    A little clue. Write what you read and read what you write.

  2. I really, really hated math my entire life and avoided it like the plague in college. But it was actually stuff like algebra, geometry and calculus that drove me nuts. Turns out I’m actually pretty good at Jethro Bodine-type “cypherin'”. I can calculate my change in my head in like two seconds, which I enjoy doing as I watch some of the youngin’s working the counter try to do it (badly) with blank stares. I guess that’s why they have automated change machines at all those places. I think I’ll stick to picas and points. I find those more friendly.

  3. Do like the two bear hunters: one shoots to the right of the bear, the other to the left. On average they hit the bear.

    I’ve not had a checkbook to balance for 20 years or more. I have TD Bank do the math, and I pay everything in cash
    by my debit card. Then I go online and check to see what TD Bank shows in the debit column. There has never been
    a problem. And there is no charge for this service, so I save on the cost of checks, stamps, and envelopes. Plus I
    don’t worry about the mail any more. The service is free to me because I am an old fart.

      1. What’s encouraging ? That Vince is an old fart. Should be. I like hav’n’ him around.

> **Data under study**:
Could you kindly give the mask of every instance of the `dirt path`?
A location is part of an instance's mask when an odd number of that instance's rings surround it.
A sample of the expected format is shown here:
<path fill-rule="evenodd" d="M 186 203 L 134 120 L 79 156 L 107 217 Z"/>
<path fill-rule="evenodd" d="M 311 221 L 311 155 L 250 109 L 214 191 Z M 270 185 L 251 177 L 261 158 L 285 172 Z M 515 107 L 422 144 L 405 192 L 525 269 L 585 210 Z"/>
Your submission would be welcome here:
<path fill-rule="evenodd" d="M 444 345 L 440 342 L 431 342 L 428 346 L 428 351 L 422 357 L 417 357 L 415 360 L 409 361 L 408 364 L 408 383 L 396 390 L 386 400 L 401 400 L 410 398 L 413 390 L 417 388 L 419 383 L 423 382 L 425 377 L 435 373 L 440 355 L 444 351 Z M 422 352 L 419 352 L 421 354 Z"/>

> **Task list**:
A - In the text on math and checkbooks, which items does the writer save the cost of by letting TD Bank do the math?
B - Go on with the text on math and checkbooks, starting after its final sentence.
The listing is taken from a separate source.

> **Numbered responses**:
A - Checks, stamps, and envelopes.

B -
        or is it that TD bank offers real service .
        Do any of you remember the founders of TD bank ? It was a husband / wife couple from Morrestown, NJ.

  4. Having begun college as a Math major, but instead moving over to the business school to get a degree in Accounting (so I’d have a job upon graduation) I have always been good at Math. Balance my checkbook to within a dime each month. Not expecting any congrats, just weighing in here.

  5. I gave up balancing my checkbook after the first few months I first got an account as a college student. Before online banking, I had a general idea about how much I was depositing and how much I was spending, and pretty much operated by the seat of my pants. Beginning in the late 70s/early 80s, only a few years after I got my first account, I could use an ATM to check my balance. I checked and still check my statements to see if anything looks wrong. For a while, I tried to be good by getting those checks that had carbon copies, so you didn’t have to record the amount, but they cost more than the regular checks. Another problem was that I didn’t record ATM withdrawals–just stuck the receipts in my wallet. This system only broke down when a check someone wrote me bounced, or worse, the bank put a “hold” on a check from a client.

    Nowadays I don’t remember the last time I wrote a check. I pay bills on line, and pay for in person purchases with plastic. Often, I literally don’t have a dime on me–and I never carry my checkbook. Last time I ordered checks printed was probably the 90s. Of course, my originally local bank has been purchased and sold three times since then, so each new mega-bank graciously sent me new checks with their name on it.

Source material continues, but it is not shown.